■ **Data for this exercise**
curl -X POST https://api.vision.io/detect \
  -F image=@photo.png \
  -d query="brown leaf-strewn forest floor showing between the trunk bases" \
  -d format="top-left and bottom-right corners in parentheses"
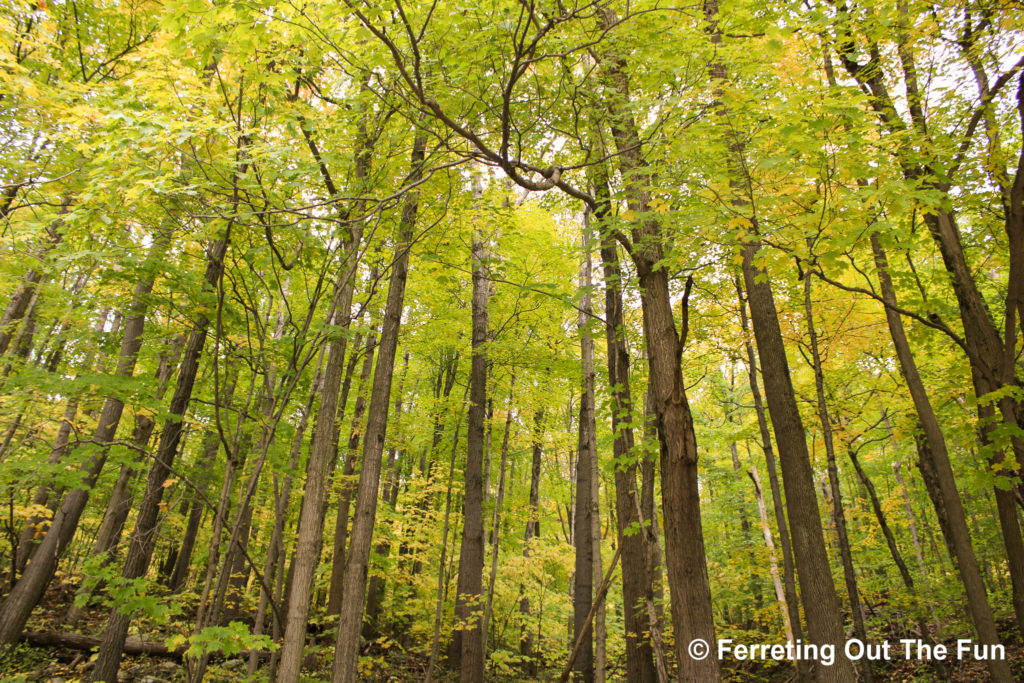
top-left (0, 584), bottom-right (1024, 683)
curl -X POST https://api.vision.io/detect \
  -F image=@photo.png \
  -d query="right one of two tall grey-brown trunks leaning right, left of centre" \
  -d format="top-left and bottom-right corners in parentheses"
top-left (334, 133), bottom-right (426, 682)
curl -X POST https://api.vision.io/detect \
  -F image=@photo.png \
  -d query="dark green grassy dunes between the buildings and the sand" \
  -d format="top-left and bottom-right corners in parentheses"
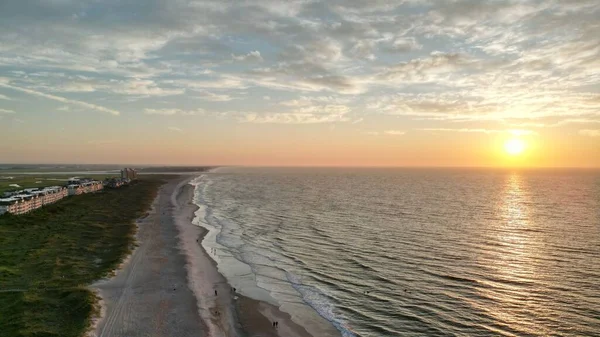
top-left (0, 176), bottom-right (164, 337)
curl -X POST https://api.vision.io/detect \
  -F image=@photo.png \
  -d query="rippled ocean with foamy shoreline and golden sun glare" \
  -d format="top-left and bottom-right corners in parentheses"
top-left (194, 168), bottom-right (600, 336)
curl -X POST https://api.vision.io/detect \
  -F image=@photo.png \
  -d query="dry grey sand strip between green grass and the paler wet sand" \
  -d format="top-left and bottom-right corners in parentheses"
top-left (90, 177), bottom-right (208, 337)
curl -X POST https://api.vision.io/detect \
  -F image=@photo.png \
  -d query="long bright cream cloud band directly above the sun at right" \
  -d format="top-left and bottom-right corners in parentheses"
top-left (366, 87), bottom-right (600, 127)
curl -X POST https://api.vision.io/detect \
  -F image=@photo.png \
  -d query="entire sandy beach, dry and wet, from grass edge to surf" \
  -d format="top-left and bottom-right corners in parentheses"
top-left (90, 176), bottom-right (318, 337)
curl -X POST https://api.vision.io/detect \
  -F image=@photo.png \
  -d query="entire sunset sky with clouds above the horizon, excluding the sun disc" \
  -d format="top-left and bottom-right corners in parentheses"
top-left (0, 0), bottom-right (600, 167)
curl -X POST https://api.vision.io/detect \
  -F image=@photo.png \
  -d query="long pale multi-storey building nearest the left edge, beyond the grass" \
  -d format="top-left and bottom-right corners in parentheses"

■ **Exercise prompt**
Pull every line containing the word "with" out of the material.

■ **Result below**
  -d query="rippled ocean with foamy shoreline and golden sun glare" \
  -d query="entire sunset sky with clouds above the horizon, excluding the sun disc" \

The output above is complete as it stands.